━━━━━ KUTIPAN SUMBER ━━━━━

Pihaknya selalu patuh akan kebijakan transparansi para penyelenggara negara tersebut. Apalagi, lewat pelaporan LHKPN menjadi salah satu cara mewujudkan jalannya pemerintahan yang bersih di Kaltim. Di satu sisi, dirinya sedikit mengalami kebingungan dengan apa yang hendak dilaporkan ketika beberapa aset pribadi justru menyusut nilainya lantaran berbagai faktor. “Kadang tak ada penambahan, kadang menyusut. Ini kadang bikin bingung mau dilaporkan atau tidak. Tapi di tahun sebelumnya selalu kami laporkan kok,” tegasnya.

━━━━━

**TUGAS LATIHAN A**
Susun catatan dari baris yang memuat "# point at: green" sampai akhir catatan, kedua ujungnya termasuk, menjadi CSV dua kolom bernama permintaan dan jawaban, satu baris per permintaan. Tempatkan teks permintaan dan jawabannya masing-masing dalam satu kolom berkutip, dengan setiap pergantian baris diubah menjadi spasi.

━━━━━ BAHAN YANG DIBERIKAN ━━━━━

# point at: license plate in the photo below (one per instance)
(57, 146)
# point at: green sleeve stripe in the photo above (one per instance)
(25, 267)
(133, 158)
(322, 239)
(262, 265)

━━━━━

**TUGAS LATIHAN B**
Lanjutkan kutipan tentang pelaporan LHKPN di Kaltim mulai dari kalimat sesudah kalimat terakhirnya.

**JAWABAN A**
permintaan,jawaban
"# point at: green sleeve stripe in the photo above (one per instance)","(25, 267) (133, 158) (322, 239) (262, 265)"

**JAWABAN B**
Atas nama partai yang dipimpinnya di Kaltim, Udin, begitu dia disapa mengaku tak ada niatan wakil rakyat dari PKB untuk tidak melaporkan harta kekayaan yang dimiliki ke KPK. “Ini murni kelupaan,” imbuhnya. Disinggung soal penyusutan aset penyelenggara negara, dalam hal ini anggota dewan, Udin menuturkan, terkadang ada saja anggota dewan yang harus merogoh kocek pribadi untuk mengakomodasi keperluan konstituen yang memilihnya.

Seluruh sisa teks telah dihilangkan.